**WORK ORDER**
Look through the lines below and extract any with the word "kitchen".

**INFORMATION PROVIDED**
----------

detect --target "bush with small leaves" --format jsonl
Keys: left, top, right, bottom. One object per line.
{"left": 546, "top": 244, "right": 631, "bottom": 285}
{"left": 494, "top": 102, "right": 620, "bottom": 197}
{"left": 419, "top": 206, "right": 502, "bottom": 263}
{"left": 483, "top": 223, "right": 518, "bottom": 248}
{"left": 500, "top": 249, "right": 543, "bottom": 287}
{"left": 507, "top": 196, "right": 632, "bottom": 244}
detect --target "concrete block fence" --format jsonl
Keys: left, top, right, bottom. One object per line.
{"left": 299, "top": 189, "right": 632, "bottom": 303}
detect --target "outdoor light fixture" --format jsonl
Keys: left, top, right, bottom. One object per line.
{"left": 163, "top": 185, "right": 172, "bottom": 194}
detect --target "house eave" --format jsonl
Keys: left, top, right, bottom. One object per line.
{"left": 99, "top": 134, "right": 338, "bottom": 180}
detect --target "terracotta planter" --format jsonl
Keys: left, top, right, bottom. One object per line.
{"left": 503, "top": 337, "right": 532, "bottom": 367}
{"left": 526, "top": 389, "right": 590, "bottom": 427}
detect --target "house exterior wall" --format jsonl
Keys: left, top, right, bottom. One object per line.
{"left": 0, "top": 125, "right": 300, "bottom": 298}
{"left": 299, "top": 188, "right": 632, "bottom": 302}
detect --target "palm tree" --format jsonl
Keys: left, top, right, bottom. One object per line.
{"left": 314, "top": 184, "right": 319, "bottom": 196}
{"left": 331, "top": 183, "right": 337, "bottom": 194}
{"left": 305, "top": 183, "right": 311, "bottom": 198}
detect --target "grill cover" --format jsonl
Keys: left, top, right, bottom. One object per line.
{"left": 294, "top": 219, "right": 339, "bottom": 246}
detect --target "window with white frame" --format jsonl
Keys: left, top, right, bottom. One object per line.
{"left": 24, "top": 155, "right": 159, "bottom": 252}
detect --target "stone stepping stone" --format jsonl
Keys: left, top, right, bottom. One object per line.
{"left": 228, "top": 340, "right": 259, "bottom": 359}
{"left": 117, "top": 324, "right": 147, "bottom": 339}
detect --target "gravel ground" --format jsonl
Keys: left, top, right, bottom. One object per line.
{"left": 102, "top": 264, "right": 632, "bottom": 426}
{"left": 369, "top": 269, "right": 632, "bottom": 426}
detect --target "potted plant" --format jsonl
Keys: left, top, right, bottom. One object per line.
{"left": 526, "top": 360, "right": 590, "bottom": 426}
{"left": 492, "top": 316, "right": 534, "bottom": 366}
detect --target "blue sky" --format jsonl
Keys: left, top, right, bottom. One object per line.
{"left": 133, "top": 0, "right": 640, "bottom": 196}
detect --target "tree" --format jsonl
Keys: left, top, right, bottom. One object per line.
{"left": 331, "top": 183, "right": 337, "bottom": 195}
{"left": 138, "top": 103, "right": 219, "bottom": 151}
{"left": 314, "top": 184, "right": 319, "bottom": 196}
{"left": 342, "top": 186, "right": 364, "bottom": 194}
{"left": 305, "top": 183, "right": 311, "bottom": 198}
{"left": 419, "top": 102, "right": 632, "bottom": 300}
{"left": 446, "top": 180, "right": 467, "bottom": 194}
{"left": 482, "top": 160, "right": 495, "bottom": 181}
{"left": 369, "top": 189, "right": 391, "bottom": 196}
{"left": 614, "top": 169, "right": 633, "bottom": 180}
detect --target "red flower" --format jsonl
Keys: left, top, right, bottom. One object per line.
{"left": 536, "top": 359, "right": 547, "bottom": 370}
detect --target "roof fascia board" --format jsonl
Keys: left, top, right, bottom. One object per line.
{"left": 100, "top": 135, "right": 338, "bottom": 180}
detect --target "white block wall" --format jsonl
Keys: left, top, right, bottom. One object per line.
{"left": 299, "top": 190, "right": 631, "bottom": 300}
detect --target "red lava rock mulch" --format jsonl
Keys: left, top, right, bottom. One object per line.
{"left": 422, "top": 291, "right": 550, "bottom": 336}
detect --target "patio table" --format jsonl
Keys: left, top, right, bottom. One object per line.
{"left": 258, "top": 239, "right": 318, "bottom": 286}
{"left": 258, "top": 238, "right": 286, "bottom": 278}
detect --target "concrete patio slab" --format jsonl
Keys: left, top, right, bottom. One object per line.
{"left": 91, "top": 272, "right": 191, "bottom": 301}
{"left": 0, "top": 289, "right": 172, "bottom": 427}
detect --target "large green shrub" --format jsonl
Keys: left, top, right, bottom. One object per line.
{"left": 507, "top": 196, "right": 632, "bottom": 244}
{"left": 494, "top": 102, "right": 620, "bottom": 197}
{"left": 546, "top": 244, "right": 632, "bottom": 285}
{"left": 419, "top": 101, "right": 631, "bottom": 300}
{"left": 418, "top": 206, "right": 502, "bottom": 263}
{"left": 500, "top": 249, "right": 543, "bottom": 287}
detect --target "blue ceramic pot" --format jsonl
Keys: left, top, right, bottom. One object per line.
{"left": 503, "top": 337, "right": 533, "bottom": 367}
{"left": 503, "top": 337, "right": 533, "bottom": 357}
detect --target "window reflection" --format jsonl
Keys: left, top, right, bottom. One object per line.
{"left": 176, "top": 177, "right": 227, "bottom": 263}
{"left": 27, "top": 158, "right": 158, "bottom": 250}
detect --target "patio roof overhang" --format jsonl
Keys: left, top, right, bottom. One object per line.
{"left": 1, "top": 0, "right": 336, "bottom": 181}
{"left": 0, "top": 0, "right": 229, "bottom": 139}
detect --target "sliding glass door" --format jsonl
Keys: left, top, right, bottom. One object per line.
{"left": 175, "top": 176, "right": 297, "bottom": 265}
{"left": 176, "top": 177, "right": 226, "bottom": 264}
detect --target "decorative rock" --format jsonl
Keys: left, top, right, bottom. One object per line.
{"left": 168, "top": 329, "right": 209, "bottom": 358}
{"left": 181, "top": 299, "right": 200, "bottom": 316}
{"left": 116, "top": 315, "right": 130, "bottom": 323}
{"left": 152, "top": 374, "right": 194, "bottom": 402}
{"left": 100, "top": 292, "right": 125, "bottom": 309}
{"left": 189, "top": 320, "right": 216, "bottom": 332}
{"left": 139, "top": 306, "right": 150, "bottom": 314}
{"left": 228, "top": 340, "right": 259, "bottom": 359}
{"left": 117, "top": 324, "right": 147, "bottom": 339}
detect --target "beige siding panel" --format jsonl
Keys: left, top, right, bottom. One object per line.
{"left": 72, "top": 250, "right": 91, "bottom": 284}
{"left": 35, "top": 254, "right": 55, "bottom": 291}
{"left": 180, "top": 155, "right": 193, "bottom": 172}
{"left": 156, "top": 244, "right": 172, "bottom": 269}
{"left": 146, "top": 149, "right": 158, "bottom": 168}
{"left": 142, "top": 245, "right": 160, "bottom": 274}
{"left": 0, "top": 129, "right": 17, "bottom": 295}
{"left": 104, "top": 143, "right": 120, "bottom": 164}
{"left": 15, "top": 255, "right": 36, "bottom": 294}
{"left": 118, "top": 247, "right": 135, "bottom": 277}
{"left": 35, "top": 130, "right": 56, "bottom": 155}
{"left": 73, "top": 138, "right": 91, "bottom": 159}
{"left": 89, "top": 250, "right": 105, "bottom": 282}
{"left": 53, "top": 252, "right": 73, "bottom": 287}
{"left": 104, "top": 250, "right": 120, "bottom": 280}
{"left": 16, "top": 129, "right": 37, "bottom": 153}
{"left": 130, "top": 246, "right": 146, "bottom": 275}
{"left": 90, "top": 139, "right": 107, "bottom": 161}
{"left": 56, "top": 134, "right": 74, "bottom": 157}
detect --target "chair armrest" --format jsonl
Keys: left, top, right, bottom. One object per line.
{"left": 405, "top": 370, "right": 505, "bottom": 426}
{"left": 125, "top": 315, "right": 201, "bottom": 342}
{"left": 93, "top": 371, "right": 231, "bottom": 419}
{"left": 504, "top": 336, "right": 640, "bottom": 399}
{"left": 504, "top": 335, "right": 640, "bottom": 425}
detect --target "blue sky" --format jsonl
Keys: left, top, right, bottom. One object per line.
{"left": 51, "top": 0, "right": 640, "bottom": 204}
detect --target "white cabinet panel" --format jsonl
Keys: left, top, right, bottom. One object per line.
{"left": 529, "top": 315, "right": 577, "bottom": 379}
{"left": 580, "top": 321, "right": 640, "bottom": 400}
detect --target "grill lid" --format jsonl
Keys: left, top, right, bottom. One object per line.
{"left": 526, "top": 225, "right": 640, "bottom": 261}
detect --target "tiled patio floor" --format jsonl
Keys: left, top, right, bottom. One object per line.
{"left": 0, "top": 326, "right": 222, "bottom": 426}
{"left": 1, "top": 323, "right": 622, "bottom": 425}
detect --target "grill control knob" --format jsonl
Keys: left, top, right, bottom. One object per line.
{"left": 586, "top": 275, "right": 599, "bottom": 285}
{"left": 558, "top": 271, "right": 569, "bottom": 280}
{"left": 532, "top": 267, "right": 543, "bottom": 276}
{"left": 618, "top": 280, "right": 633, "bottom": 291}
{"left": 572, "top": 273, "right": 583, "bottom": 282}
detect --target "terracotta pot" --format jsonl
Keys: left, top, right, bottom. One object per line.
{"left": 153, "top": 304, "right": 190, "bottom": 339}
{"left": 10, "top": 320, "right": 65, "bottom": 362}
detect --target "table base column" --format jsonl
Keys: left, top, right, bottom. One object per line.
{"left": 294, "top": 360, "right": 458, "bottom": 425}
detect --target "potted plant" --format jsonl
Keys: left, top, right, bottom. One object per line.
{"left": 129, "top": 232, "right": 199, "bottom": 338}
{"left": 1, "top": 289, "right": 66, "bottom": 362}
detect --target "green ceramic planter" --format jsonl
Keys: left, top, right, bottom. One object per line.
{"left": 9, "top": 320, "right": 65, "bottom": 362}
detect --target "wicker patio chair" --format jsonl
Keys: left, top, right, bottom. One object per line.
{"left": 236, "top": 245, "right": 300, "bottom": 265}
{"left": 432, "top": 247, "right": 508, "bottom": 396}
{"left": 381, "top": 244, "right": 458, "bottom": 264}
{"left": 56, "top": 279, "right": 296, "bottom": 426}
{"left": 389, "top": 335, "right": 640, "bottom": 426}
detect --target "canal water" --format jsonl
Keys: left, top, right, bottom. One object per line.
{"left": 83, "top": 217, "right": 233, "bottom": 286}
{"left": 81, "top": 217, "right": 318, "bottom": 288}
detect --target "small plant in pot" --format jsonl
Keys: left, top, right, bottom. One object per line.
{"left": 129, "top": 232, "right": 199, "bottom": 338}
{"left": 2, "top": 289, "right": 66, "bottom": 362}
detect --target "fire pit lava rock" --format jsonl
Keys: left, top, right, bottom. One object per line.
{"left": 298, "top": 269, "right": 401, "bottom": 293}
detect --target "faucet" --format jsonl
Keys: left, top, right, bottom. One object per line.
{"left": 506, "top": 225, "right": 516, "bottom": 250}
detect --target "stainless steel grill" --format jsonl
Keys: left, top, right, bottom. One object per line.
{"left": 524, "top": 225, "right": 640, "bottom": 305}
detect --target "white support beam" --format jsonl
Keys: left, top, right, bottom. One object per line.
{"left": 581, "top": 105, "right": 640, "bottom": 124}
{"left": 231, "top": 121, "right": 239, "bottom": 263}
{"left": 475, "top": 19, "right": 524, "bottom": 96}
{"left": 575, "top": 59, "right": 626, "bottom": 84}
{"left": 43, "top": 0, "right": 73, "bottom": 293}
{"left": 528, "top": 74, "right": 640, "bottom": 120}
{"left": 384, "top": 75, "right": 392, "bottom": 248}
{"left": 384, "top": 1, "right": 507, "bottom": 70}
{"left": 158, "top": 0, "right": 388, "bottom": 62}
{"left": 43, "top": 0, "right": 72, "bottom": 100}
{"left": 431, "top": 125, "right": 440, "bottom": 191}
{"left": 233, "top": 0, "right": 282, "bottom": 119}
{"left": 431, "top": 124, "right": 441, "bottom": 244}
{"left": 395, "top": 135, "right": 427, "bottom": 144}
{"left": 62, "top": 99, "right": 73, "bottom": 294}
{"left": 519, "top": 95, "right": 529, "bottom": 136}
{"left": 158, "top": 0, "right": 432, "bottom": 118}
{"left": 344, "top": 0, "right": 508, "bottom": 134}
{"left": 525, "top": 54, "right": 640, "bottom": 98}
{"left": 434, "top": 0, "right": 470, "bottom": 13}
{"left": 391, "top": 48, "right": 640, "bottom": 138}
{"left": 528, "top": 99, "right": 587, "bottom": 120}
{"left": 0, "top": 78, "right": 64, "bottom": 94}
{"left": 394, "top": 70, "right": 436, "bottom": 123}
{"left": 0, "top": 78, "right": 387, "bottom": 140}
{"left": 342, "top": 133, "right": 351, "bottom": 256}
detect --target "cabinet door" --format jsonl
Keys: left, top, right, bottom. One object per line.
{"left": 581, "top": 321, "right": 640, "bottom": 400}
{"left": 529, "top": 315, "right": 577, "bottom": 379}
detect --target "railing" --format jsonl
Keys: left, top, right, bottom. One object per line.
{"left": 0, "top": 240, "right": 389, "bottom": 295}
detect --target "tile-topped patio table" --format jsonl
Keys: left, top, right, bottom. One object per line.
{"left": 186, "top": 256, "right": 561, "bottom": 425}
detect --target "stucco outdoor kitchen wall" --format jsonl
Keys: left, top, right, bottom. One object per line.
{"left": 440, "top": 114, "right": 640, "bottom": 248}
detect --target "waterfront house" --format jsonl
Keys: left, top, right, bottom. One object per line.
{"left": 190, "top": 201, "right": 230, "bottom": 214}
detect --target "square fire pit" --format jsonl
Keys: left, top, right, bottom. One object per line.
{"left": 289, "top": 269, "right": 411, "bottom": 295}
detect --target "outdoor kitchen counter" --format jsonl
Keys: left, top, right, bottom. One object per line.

----------

**YOUR SOLUTION**
detect --target "stucco outdoor kitchen wall" --format jsonl
detect --target "outdoor kitchen counter" --format jsonl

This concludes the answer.